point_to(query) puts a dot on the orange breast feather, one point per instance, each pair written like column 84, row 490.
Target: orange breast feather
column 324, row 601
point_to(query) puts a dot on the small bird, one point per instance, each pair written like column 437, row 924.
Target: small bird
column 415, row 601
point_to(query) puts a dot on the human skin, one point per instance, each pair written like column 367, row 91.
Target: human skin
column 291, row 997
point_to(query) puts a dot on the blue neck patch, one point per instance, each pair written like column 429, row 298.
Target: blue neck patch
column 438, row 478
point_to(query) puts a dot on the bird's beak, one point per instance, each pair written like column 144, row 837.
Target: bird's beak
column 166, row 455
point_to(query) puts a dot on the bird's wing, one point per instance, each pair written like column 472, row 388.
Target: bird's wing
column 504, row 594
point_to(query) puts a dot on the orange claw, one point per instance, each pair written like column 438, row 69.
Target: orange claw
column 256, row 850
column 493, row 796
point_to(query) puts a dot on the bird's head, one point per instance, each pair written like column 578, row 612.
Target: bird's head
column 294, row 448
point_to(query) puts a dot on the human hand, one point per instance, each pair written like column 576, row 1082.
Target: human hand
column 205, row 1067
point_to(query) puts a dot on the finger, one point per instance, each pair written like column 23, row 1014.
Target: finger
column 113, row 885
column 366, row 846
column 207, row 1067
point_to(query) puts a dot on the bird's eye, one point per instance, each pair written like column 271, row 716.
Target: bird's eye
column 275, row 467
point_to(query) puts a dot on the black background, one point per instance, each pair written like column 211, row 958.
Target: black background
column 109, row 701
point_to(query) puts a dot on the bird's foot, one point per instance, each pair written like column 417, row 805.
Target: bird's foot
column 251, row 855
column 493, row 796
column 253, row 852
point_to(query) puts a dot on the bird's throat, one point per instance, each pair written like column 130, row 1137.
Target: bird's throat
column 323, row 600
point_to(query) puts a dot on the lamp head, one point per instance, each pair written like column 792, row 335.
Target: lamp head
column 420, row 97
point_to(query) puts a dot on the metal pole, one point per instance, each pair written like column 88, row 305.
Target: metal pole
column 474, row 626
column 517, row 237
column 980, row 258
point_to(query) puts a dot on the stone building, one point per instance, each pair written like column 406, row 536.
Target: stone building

> [WHAT THE TASK ASKS]
Pick out every line above that holds the word "building" and copy it.

> [EXERCISE RESPONSE]
point_to(query) puts a dot on the stone building, one point per instance, each pair written like column 406, row 536.
Target: stone building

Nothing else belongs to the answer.